■ **Supplied data**
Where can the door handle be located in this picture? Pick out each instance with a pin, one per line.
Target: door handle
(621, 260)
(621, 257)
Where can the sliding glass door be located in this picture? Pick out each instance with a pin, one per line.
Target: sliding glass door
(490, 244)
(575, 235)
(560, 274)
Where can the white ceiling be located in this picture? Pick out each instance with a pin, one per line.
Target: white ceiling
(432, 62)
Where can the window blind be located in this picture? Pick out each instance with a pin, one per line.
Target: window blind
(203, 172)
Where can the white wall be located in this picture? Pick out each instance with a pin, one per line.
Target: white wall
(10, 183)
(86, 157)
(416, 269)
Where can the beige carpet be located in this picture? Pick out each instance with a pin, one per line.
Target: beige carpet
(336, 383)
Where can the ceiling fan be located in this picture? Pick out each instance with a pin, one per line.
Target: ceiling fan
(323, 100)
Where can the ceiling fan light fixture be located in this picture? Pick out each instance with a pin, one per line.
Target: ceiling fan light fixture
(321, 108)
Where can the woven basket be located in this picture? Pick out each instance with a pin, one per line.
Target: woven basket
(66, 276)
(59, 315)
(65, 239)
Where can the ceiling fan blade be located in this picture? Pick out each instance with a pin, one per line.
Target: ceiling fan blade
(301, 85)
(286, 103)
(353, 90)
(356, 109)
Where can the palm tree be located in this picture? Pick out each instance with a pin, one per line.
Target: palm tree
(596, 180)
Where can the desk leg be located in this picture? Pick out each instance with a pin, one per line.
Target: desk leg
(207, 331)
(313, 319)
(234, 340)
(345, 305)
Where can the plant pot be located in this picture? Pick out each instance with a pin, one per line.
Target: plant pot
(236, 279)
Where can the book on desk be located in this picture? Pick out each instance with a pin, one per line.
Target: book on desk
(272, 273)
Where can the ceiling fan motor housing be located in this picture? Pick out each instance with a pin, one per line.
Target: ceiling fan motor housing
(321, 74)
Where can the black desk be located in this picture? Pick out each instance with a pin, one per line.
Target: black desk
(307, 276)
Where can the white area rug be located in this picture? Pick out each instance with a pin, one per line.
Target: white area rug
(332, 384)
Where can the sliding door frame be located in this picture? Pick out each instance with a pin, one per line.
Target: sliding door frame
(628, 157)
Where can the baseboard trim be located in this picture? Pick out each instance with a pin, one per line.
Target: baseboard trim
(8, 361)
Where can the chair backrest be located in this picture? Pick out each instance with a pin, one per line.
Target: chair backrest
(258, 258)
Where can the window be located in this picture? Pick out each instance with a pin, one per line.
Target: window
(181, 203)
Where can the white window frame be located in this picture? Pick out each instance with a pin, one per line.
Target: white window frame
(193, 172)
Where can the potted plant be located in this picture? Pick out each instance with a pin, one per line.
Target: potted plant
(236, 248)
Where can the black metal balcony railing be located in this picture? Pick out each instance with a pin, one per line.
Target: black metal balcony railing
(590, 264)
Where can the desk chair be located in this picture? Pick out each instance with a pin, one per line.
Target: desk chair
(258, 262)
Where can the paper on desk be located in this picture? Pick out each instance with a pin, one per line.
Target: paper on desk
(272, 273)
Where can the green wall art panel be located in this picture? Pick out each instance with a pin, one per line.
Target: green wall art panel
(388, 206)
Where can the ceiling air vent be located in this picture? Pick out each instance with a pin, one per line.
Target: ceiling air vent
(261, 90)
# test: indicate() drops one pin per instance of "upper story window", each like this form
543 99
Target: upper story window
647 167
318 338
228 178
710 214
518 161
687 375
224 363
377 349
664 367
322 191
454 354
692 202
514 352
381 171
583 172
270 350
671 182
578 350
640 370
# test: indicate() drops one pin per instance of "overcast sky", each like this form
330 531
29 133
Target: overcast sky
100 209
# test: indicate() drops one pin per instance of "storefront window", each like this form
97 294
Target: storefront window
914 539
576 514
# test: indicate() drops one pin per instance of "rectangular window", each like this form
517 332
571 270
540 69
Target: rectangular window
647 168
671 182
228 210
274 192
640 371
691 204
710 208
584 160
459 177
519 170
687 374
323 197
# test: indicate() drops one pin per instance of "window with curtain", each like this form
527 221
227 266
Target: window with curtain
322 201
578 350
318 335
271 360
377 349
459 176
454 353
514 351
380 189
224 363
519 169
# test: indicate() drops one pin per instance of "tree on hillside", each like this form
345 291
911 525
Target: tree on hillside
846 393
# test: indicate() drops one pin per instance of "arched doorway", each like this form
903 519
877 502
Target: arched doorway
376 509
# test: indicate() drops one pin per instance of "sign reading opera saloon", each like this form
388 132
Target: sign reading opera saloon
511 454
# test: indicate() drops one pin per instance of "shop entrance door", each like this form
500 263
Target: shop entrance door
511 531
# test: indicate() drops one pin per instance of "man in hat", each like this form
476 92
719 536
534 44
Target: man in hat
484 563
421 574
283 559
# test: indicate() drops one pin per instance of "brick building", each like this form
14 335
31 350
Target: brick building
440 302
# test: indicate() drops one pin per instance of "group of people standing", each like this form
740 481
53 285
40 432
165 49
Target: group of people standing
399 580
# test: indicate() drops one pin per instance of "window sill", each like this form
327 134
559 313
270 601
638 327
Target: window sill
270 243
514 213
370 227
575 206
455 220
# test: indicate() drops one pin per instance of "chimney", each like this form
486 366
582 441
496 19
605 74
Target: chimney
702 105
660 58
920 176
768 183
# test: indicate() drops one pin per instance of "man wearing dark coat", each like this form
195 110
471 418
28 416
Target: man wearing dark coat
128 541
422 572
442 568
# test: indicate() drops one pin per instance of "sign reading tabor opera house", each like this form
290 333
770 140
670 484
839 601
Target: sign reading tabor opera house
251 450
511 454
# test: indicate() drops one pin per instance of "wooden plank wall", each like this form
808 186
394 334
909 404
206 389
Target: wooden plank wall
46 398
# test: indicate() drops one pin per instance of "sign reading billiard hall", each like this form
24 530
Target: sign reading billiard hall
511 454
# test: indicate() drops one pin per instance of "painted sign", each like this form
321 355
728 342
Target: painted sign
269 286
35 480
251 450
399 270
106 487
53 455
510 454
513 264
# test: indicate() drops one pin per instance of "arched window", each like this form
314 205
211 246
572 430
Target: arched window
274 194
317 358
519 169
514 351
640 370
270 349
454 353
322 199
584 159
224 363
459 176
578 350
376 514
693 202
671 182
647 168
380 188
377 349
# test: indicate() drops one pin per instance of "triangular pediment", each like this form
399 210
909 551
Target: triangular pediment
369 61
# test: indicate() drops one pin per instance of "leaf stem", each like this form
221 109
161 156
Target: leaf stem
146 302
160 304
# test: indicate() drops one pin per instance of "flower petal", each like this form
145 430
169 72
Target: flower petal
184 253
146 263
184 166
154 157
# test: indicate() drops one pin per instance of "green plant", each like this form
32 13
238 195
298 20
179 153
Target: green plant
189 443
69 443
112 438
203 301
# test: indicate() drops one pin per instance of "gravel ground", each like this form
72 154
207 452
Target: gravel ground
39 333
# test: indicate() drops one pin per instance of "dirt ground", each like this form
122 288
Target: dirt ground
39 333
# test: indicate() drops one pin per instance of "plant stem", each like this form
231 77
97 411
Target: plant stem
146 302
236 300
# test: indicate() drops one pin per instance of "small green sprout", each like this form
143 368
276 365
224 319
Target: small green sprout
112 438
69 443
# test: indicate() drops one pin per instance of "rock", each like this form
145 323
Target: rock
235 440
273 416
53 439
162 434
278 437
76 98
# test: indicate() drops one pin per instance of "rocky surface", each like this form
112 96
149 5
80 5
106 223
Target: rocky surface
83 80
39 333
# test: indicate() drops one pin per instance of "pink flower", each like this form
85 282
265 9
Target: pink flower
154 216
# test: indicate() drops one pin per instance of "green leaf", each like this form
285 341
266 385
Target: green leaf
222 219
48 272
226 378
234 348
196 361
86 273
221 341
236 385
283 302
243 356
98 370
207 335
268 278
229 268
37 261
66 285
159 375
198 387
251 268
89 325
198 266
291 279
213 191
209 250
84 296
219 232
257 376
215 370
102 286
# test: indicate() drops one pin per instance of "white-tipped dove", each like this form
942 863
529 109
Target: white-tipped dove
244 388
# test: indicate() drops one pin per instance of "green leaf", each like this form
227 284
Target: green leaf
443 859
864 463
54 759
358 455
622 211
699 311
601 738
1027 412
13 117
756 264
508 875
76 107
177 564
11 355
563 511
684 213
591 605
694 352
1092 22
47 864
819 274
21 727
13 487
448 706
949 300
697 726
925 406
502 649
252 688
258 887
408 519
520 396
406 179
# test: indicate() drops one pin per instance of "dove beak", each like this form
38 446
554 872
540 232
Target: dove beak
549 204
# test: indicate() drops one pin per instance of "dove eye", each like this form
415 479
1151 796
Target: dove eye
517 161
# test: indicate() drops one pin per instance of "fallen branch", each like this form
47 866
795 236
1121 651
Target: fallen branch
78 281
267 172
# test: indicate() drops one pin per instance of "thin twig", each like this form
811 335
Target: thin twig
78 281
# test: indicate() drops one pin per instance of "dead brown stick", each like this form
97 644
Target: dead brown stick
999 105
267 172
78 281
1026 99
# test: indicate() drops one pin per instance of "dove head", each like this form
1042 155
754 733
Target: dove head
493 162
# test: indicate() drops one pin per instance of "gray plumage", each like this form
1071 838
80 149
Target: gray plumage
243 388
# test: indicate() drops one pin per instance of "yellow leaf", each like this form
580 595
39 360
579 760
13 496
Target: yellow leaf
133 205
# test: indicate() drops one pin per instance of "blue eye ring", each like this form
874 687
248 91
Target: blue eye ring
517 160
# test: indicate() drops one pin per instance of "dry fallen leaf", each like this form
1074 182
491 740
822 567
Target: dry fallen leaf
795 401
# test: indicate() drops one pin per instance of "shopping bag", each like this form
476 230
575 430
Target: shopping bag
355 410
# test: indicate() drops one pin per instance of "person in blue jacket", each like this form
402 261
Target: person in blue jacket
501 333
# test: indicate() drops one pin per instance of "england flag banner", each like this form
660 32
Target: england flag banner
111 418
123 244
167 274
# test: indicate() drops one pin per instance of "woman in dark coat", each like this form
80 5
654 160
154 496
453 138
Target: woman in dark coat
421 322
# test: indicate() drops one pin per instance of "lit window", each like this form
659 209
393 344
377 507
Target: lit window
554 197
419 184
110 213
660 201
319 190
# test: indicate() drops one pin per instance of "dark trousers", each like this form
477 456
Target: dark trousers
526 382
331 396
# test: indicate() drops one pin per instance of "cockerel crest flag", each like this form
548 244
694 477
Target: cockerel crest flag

■ **Work order**
Check each line of the listing for "crest", and copy the ones that hold it.

■ **Result of this task**
# test: indicate() drops one pin per instance of "cockerel crest flag", each like this form
Target: cockerel crest flag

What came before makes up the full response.